_Given task:_ Emit only the lines from the line containing "Where can you spot the chrome body" through the last line of the entries, unchanged.

++++ Entries ++++

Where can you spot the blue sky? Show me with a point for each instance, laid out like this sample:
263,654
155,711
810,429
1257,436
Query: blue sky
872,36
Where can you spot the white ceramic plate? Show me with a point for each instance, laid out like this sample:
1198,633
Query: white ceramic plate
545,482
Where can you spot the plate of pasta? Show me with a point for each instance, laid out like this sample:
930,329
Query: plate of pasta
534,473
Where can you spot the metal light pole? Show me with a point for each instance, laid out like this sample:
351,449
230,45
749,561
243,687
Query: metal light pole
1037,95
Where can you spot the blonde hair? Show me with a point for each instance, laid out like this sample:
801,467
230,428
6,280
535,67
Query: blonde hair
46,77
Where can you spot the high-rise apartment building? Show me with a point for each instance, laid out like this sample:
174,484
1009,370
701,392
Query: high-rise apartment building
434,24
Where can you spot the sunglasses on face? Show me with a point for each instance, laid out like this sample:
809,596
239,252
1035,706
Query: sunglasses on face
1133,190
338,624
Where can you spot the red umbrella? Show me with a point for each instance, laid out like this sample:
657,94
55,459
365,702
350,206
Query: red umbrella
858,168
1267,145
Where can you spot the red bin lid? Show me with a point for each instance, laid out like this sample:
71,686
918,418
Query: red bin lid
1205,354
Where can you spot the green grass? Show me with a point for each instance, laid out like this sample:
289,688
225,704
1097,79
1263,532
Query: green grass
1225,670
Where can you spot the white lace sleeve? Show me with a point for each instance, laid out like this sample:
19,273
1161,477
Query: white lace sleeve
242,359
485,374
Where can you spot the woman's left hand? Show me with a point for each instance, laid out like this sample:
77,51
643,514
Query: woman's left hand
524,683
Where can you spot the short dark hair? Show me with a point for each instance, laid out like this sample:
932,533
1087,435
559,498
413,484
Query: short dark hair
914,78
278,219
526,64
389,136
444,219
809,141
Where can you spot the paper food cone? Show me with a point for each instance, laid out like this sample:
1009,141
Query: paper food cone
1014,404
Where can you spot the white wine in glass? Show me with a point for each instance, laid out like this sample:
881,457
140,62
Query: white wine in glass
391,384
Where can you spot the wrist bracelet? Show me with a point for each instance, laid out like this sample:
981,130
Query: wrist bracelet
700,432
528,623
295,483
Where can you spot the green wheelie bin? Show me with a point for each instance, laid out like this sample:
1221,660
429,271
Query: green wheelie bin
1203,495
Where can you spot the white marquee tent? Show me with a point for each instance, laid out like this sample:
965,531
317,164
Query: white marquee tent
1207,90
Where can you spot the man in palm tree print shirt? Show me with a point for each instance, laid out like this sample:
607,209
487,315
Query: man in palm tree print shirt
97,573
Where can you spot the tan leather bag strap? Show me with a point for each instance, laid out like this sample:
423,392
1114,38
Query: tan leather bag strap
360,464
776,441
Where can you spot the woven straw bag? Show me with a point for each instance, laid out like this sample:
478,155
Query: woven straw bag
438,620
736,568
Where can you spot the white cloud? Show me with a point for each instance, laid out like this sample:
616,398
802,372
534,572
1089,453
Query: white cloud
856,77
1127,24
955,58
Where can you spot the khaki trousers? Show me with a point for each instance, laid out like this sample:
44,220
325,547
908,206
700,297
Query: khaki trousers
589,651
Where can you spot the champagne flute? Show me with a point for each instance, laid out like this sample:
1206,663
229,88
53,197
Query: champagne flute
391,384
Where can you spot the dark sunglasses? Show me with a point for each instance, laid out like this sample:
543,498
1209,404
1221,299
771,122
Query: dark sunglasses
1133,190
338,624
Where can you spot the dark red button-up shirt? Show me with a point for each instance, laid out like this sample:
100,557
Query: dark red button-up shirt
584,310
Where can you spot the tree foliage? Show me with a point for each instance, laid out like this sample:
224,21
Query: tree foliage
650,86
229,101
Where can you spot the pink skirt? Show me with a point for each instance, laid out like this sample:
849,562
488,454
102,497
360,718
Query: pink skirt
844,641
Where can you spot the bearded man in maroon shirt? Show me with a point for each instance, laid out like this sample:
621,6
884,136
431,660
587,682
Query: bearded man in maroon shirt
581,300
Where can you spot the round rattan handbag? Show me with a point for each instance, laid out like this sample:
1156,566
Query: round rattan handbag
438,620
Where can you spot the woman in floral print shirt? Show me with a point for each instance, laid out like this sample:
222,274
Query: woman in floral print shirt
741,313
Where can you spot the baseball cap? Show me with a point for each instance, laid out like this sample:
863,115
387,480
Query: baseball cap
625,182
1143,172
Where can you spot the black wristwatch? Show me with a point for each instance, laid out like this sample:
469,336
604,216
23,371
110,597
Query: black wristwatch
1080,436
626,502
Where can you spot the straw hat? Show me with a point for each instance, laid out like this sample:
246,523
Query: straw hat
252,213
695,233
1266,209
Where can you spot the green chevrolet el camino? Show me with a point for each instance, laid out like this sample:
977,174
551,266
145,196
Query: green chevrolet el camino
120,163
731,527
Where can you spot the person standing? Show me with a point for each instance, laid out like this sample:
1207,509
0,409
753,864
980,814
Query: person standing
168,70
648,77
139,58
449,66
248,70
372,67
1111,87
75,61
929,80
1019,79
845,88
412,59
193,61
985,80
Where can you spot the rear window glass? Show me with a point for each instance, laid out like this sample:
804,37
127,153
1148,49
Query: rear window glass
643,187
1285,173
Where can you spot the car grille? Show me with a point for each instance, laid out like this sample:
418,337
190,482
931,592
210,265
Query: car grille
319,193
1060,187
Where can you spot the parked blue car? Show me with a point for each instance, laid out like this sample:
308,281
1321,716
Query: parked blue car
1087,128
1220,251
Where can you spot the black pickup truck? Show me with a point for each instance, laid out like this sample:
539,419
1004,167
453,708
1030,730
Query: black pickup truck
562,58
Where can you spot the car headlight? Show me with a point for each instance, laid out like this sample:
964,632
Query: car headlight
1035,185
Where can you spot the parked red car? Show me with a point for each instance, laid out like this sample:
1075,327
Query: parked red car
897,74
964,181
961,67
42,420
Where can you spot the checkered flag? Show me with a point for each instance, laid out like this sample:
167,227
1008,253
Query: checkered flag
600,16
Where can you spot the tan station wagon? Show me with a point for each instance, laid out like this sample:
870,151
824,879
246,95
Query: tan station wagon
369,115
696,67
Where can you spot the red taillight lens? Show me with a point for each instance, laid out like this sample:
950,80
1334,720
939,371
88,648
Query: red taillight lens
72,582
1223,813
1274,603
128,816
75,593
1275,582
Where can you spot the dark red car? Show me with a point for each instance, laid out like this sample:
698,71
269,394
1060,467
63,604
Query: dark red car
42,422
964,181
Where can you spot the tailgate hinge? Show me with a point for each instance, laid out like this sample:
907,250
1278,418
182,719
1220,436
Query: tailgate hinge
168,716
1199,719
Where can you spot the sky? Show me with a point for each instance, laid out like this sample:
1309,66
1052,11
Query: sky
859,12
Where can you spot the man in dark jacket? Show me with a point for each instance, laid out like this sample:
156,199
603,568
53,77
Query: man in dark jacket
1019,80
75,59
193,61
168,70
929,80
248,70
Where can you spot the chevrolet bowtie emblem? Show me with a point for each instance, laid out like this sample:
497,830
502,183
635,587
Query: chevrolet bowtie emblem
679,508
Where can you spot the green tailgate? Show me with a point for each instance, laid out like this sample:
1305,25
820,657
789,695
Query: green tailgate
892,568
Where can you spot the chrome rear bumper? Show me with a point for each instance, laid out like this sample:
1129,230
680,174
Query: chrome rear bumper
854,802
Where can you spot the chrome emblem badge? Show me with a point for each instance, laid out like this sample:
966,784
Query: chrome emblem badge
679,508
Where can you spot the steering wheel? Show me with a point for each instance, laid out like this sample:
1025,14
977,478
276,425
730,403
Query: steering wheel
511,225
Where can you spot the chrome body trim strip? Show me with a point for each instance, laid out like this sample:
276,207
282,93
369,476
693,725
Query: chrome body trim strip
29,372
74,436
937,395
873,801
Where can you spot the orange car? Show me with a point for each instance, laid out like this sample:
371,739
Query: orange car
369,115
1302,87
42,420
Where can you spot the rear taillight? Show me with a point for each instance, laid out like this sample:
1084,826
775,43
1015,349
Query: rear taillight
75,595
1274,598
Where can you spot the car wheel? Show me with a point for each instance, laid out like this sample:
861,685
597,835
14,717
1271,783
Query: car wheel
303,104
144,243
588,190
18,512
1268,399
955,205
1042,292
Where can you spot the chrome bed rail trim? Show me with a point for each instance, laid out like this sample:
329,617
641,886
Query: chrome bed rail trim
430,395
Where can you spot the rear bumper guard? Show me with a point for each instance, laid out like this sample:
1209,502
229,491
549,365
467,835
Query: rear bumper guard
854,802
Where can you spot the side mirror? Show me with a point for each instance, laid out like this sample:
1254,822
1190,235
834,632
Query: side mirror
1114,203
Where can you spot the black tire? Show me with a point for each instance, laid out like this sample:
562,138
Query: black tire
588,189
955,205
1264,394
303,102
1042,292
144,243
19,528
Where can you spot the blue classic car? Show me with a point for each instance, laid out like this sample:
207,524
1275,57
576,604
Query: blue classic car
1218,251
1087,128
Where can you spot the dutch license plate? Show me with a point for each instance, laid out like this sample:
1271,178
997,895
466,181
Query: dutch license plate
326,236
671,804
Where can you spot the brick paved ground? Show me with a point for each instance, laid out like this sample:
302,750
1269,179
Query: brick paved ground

++++

_Output for this exercise:_
Where can you spot the chrome body trim strip? Show me with a point for each instance, laid out like this sample:
276,207
282,93
369,476
693,725
Query: chrome body trim strip
29,372
74,436
937,395
873,801
Where can you spot the orange car? Show me with a point for each instance, laid out like this sample:
371,739
Query: orange car
369,115
1302,87
42,420
Where can you spot the rear taillight? Show me with a point for each instance, laid out like this sample:
1084,826
775,43
1015,349
Query: rear taillight
75,595
1274,598
Where can you spot the car wheel? Show me with a point for each instance, laid out like this sample:
861,685
597,835
14,717
1271,783
Query: car wheel
303,104
144,243
588,190
18,512
1268,399
955,205
1042,292
Where can you spot the chrome bed rail trim? Show me with a point for each instance, laid out like this sample:
329,617
641,886
Query: chrome bed rail trim
430,395
Where can you spot the rear bumper guard? Show me with a point for each instance, laid out like this sample:
1209,502
229,491
549,365
467,835
Query: rear bumper guard
854,802
Where can you spot the side mirror? Show me with a point for each instance, laid out like this sample:
1254,822
1190,235
834,632
Query: side mirror
1114,203
Where can you spot the black tire? Show me with a point for each instance, laid out like this sample:
562,138
Query: black tire
588,189
955,205
1264,394
303,102
1042,292
144,243
19,528
Where can you spot the blue classic car? Show me with a point for each instance, laid out like this sample:
207,524
1275,57
576,604
Query: blue classic car
1218,251
1087,128
Where can you spot the dutch license plate? Show me with a point for each instance, laid out like this sample:
1271,178
997,895
466,181
Query: dutch license plate
326,236
671,804
Where can you spot the brick paved ground? Show me with a point for each instance, laid out like this sample:
302,750
1269,179
Query: brick paved ground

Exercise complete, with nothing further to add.